(Referring expression data)
....

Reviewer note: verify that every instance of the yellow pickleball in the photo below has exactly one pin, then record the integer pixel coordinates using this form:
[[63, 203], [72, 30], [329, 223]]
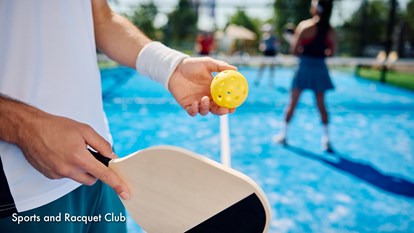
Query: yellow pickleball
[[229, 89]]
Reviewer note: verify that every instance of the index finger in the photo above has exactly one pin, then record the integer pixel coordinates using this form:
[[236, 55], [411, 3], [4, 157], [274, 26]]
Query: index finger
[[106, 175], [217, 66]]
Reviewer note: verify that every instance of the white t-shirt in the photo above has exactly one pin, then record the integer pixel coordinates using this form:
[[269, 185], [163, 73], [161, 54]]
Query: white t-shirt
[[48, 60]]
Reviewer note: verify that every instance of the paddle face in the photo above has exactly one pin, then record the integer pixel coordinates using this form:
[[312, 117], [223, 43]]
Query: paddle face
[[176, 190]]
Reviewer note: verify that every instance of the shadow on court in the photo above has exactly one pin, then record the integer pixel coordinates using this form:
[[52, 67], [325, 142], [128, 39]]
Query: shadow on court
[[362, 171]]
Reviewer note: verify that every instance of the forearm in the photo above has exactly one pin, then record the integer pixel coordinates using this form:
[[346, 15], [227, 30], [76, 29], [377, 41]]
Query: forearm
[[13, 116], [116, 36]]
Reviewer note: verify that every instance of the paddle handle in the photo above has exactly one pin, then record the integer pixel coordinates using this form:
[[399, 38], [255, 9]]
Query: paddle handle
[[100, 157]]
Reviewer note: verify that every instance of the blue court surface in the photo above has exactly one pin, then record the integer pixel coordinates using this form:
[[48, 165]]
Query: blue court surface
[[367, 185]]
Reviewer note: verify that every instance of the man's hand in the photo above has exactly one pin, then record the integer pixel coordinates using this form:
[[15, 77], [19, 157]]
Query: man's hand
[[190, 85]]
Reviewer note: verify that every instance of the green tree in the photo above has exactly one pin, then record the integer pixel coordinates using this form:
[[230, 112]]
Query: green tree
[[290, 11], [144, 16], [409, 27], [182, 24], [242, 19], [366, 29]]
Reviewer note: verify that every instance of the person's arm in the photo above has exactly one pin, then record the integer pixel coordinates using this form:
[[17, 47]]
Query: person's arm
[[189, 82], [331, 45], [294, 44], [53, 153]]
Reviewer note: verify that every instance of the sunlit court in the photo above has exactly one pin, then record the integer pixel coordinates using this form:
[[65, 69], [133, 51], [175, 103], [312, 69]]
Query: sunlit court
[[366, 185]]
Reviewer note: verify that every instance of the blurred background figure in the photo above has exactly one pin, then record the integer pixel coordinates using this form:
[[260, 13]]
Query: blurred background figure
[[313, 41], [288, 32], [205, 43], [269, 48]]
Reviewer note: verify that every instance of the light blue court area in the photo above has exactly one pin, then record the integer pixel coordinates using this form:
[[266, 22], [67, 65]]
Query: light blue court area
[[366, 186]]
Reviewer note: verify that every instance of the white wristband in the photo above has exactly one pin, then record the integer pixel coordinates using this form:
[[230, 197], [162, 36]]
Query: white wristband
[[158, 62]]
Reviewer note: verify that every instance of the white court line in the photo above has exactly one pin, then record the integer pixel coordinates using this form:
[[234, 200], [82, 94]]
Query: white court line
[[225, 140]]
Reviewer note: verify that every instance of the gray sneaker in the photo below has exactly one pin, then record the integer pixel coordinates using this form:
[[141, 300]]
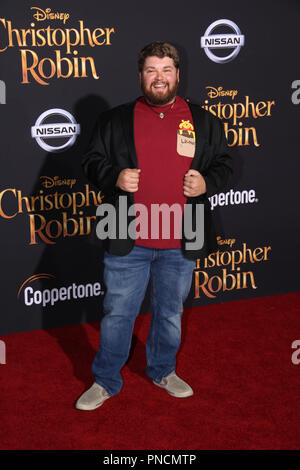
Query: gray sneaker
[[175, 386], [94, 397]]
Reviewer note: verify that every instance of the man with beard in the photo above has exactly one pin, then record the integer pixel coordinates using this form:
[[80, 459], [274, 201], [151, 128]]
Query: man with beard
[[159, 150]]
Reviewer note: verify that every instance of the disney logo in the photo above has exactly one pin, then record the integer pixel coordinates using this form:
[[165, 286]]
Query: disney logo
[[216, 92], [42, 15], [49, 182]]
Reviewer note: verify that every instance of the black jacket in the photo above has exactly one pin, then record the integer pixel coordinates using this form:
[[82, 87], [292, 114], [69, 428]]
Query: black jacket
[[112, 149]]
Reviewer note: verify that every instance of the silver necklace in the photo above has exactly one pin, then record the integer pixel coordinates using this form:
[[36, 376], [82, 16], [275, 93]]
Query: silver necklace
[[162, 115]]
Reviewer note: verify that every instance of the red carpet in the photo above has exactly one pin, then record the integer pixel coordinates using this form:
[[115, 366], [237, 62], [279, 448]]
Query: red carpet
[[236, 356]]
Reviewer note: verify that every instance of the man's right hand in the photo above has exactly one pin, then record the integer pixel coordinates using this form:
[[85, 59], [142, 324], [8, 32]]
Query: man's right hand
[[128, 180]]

....

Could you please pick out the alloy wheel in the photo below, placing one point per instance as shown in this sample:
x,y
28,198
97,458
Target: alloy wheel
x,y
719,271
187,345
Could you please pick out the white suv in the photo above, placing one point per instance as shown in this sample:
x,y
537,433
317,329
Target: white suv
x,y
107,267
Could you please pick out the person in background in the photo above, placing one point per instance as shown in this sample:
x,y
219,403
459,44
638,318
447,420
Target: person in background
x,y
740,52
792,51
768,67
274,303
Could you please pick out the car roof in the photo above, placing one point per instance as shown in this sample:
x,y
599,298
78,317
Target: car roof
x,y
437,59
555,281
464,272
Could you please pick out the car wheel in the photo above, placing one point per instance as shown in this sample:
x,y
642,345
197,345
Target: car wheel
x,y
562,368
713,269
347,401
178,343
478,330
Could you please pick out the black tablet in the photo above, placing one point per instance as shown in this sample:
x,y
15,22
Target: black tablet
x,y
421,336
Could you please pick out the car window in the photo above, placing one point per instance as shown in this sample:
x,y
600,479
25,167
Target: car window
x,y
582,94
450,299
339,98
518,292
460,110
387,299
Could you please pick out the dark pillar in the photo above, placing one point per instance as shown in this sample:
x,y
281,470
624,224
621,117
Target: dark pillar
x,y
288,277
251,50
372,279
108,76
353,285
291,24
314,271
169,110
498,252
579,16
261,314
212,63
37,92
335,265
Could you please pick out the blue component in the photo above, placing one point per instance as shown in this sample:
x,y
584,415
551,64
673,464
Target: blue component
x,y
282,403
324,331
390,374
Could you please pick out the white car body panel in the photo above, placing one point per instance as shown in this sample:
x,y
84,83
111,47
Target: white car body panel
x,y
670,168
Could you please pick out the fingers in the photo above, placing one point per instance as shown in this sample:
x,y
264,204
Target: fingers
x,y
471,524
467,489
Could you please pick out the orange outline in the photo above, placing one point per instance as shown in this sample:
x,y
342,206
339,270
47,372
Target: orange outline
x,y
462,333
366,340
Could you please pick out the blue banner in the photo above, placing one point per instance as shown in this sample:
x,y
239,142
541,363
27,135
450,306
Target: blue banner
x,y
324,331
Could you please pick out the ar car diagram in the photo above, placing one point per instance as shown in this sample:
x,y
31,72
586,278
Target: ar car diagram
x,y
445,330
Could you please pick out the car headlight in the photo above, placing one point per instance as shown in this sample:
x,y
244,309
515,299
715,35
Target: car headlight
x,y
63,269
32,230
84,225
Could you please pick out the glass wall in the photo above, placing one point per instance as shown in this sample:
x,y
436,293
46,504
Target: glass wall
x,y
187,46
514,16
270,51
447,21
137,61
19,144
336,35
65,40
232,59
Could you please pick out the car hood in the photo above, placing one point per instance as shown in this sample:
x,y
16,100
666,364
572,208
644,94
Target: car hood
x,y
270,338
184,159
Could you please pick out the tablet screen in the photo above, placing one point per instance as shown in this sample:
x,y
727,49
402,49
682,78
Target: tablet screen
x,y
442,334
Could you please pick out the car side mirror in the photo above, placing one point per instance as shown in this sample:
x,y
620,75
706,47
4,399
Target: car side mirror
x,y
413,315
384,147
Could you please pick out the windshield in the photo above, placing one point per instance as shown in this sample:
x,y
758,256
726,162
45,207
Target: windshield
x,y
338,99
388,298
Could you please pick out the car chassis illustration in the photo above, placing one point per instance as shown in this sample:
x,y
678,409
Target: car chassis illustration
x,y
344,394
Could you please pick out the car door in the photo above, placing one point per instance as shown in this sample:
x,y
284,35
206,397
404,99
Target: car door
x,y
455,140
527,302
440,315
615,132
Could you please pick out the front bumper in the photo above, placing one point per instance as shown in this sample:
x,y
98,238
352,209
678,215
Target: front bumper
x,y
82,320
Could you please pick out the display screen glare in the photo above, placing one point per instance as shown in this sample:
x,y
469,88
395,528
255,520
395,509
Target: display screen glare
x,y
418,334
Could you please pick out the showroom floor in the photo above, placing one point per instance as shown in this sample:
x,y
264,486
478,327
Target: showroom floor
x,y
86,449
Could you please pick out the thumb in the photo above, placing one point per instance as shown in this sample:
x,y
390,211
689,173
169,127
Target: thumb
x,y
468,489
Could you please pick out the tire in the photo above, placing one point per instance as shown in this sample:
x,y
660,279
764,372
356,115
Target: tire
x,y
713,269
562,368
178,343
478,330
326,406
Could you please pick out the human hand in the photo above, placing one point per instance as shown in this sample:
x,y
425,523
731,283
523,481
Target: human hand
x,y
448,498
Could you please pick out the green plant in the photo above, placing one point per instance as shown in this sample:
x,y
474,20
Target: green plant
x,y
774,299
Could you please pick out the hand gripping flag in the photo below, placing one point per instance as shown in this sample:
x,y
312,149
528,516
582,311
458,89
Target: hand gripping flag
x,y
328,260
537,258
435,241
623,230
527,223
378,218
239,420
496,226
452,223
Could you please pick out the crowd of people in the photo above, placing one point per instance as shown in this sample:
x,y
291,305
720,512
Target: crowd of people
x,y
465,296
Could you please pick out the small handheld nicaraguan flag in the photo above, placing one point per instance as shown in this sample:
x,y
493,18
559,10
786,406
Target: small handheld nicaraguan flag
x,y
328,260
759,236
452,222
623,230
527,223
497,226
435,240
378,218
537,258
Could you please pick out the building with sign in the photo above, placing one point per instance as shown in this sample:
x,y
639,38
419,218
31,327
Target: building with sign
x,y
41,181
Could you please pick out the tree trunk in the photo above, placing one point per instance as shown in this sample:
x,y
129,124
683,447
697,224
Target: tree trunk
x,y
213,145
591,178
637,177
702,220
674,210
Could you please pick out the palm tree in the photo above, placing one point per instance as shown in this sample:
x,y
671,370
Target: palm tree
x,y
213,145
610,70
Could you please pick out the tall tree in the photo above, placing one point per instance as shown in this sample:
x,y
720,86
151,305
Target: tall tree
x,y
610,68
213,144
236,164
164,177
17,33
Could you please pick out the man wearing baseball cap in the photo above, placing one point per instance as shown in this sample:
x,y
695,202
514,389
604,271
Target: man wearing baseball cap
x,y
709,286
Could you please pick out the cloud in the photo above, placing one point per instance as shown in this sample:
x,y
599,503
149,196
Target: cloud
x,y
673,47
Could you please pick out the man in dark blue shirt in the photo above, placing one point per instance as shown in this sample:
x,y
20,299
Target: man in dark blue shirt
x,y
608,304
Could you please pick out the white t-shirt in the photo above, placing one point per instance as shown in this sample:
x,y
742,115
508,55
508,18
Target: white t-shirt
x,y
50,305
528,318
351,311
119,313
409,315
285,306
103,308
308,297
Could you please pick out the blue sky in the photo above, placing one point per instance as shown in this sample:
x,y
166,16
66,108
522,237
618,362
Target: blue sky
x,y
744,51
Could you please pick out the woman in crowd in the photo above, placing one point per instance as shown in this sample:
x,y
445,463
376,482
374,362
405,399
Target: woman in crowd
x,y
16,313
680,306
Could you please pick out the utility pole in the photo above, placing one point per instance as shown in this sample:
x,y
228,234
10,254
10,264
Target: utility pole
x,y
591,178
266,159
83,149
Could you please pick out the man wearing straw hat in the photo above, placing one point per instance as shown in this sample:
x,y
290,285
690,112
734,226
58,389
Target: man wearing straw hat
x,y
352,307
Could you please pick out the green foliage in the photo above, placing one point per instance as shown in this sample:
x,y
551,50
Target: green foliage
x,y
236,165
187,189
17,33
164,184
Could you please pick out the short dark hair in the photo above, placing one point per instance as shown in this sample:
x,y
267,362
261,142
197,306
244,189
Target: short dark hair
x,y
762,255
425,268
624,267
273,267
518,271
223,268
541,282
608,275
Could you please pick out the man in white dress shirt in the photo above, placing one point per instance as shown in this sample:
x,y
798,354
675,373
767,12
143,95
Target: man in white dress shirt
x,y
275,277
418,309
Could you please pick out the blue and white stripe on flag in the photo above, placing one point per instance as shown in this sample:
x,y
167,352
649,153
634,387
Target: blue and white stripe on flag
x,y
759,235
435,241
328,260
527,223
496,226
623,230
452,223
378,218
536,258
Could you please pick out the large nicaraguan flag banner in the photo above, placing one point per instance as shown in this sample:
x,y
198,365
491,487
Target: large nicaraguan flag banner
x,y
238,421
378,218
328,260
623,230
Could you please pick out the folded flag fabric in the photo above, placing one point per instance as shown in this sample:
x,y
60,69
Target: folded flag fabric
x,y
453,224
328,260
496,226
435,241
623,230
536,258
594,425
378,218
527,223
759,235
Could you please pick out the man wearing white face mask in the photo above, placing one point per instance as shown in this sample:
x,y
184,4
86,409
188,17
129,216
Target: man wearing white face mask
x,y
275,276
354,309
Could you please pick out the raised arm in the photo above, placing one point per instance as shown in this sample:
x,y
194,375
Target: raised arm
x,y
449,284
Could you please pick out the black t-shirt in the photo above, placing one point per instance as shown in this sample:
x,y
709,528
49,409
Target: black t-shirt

....

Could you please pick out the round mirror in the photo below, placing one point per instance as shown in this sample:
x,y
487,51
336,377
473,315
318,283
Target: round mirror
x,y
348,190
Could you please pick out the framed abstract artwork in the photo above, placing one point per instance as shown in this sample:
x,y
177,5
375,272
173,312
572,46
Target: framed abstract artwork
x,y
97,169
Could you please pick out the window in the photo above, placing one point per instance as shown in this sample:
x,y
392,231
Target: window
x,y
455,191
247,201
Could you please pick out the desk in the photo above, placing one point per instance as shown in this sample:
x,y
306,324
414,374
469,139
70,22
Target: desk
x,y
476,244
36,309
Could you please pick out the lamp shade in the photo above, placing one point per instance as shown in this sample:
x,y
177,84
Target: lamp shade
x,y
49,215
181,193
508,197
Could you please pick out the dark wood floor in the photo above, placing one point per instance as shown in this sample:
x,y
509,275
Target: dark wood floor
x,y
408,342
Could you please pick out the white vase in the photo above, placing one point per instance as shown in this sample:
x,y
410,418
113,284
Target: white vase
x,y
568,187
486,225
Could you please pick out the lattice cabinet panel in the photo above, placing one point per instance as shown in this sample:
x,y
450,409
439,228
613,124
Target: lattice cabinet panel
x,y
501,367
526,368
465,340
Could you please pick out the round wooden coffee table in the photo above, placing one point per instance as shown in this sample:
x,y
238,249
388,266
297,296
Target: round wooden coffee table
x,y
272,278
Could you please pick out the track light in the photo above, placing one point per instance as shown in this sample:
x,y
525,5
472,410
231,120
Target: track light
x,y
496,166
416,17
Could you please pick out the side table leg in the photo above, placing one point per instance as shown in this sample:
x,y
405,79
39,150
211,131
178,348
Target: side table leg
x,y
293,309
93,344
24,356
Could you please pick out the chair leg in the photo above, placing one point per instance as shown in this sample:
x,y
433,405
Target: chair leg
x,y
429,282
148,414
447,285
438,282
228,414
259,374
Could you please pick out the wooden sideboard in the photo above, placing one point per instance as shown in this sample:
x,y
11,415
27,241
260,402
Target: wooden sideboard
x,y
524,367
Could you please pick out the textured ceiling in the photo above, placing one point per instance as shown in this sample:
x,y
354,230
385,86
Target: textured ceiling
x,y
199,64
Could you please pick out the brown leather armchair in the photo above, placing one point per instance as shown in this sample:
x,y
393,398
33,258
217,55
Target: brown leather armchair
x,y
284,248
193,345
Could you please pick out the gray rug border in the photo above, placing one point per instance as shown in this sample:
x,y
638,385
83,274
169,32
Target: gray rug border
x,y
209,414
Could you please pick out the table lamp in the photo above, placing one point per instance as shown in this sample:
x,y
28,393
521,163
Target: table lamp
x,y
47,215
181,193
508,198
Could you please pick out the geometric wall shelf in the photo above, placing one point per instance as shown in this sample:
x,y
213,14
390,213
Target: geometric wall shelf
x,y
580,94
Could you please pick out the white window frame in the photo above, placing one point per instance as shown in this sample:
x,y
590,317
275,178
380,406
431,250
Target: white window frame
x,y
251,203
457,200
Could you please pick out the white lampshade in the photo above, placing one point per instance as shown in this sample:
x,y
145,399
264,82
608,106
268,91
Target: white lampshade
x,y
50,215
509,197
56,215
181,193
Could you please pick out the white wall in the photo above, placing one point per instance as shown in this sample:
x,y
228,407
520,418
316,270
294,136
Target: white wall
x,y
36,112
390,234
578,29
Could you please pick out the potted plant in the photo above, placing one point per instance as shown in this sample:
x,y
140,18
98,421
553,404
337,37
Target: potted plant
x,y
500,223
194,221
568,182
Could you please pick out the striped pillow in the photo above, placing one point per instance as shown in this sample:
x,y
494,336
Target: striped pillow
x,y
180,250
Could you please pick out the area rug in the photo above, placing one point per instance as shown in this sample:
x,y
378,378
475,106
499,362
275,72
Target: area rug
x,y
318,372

....

What is asked for is an exact copy of the lines above from the one containing "Target: folded flag fabric" through the one containing "Target: black t-shirt", and only those.

Target: folded flag fabric
x,y
453,224
328,260
496,226
435,241
623,230
536,258
594,425
378,218
527,223
759,235
Could you please pick out the man wearing white face mask in the photo above, placing one point per instance as shown in this sample:
x,y
184,4
86,409
188,17
129,216
Target: man wearing white face mask
x,y
275,276
354,309
Could you please pick out the raised arm in the photo above, placing one point per instance as shown in this sample:
x,y
194,375
Target: raised arm
x,y
449,284
Could you please pick out the black t-shirt in the photo above, placing one point per instance as shown in this sample:
x,y
709,528
49,409
Target: black t-shirt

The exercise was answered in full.